_EXERCISE INSTRUCTIONS_. Please pull out every line in the listing below that contains the word "over".

_PROVIDED RECORDS_.
--- start ---

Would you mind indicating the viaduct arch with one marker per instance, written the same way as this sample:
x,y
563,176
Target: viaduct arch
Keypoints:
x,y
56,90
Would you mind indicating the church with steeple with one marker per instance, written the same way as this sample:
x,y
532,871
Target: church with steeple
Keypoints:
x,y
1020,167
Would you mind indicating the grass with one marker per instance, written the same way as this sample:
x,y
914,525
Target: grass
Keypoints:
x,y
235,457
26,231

--- end ---
--- start ---

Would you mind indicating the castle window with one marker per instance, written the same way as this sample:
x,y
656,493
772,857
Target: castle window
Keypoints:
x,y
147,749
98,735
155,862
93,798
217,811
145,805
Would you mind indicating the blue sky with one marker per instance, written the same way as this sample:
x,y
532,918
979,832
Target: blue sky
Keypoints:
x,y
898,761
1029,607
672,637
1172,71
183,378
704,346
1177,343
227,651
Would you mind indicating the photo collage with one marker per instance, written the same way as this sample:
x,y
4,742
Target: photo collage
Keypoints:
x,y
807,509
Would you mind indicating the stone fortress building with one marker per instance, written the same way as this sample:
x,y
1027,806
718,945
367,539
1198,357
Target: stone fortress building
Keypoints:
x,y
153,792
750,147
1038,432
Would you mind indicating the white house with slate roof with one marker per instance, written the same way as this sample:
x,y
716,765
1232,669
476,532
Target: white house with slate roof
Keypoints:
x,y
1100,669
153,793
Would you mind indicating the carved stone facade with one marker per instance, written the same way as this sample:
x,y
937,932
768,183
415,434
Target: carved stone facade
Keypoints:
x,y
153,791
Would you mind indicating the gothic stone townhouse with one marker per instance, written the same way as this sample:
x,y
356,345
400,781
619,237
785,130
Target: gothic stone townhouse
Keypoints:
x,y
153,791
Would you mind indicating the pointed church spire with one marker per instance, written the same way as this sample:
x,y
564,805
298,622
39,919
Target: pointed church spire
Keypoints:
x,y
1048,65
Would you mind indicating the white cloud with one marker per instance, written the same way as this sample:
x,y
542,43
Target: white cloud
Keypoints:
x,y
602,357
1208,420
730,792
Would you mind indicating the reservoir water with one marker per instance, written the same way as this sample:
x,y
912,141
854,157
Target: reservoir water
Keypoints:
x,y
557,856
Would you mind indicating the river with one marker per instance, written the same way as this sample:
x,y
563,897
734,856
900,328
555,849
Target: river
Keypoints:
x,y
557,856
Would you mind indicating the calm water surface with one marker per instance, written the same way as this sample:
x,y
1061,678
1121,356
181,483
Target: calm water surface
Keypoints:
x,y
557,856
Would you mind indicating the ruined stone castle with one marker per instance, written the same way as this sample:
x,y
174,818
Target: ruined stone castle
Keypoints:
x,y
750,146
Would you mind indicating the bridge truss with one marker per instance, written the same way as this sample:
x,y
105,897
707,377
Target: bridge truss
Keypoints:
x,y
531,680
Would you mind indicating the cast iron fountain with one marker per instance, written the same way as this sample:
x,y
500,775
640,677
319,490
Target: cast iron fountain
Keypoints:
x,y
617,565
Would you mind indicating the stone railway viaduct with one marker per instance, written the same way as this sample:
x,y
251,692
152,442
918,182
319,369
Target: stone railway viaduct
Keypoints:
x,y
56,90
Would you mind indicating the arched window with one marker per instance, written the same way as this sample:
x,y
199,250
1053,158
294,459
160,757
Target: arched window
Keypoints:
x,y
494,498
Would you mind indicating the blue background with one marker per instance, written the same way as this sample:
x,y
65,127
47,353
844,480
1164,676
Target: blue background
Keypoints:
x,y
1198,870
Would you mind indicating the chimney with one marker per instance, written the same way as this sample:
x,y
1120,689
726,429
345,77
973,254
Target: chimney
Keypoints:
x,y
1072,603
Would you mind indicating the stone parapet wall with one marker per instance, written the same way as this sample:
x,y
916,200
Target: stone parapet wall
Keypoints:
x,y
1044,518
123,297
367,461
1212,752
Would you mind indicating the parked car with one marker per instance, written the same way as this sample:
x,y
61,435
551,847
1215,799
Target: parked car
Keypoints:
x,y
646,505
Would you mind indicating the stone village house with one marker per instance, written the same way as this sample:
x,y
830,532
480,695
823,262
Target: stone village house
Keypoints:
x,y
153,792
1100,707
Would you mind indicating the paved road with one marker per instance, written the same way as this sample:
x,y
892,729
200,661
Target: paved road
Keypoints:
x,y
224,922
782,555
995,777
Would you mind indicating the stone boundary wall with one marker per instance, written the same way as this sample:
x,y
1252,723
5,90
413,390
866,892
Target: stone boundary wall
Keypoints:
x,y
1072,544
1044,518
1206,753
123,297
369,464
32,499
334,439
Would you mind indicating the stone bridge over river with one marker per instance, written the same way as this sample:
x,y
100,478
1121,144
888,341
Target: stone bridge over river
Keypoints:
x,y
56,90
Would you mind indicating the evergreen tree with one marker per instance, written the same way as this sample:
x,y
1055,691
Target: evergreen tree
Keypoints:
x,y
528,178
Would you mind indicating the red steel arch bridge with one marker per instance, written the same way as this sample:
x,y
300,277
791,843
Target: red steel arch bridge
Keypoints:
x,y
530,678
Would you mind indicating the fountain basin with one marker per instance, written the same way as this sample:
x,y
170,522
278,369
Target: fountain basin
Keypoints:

--- end ---

_THE ANSWER_.
Would you mind indicating the stone bridge over river with one marker per instance, written the same way as this sample:
Target: stone bridge over river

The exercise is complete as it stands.